(Task instructions):
For this exercise, report every line of the material that includes "negative".

(Available data):
────────────────────────────────────────

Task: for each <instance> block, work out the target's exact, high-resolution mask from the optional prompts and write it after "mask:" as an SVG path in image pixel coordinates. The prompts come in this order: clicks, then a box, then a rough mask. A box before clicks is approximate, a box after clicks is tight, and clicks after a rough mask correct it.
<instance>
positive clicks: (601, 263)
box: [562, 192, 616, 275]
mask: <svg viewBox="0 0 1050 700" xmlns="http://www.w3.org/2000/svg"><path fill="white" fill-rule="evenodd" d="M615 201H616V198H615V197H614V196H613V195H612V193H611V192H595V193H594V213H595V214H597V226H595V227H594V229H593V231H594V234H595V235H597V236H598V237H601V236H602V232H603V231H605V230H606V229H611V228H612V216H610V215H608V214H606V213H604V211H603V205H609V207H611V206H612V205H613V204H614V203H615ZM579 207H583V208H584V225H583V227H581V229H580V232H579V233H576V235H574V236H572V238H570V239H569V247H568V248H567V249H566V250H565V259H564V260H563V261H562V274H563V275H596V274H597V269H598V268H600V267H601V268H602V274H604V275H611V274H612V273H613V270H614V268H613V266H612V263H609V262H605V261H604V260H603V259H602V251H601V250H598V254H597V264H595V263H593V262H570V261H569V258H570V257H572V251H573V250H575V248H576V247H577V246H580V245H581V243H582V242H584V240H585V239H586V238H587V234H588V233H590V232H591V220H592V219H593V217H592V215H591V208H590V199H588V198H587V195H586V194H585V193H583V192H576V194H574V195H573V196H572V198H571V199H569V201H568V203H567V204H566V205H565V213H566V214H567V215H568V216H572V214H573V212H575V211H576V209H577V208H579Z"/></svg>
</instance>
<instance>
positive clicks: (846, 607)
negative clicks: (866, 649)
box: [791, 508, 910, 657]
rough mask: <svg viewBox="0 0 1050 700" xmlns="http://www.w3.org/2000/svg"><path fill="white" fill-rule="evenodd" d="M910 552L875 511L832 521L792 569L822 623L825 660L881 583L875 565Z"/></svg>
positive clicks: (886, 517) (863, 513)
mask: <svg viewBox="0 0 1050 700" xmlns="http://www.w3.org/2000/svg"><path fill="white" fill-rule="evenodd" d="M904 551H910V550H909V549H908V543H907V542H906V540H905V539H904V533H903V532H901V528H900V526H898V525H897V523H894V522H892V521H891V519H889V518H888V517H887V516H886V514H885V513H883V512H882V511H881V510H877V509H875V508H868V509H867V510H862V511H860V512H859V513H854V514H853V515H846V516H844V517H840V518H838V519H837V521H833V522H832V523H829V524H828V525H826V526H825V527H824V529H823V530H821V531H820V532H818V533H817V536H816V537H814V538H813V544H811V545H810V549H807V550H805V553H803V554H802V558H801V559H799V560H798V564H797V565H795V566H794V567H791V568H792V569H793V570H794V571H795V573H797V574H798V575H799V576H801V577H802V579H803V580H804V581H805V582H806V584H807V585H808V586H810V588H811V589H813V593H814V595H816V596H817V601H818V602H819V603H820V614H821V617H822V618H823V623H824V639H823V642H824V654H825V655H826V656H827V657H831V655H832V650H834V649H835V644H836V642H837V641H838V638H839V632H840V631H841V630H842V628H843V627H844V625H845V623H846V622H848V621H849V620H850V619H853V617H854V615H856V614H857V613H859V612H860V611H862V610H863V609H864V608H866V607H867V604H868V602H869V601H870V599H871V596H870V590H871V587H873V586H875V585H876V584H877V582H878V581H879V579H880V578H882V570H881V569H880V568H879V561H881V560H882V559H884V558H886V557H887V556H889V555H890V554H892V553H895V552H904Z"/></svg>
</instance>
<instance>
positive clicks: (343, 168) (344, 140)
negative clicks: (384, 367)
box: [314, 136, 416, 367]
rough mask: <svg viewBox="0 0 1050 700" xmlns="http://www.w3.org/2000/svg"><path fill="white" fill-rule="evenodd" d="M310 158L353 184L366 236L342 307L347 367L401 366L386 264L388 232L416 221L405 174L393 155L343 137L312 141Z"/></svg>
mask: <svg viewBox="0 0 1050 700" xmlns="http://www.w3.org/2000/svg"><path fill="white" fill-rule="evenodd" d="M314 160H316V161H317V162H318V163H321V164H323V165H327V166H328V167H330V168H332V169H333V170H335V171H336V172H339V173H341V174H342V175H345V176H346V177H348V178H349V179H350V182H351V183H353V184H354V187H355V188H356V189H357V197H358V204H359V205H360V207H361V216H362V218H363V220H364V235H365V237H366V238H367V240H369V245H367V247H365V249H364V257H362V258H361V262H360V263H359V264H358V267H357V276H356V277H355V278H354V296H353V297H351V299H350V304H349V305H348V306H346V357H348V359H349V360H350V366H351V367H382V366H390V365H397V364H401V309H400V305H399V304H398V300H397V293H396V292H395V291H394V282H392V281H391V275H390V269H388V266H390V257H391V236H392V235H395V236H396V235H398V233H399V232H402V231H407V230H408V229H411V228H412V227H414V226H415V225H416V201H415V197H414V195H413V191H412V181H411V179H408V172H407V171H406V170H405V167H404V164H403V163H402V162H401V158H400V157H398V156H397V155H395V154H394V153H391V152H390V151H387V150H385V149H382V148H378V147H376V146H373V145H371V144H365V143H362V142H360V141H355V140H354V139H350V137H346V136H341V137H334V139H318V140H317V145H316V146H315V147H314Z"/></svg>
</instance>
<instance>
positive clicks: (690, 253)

────────────────────────────────────────

(Answer to the problem):
negative clicks: (866, 649)
negative clicks: (384, 367)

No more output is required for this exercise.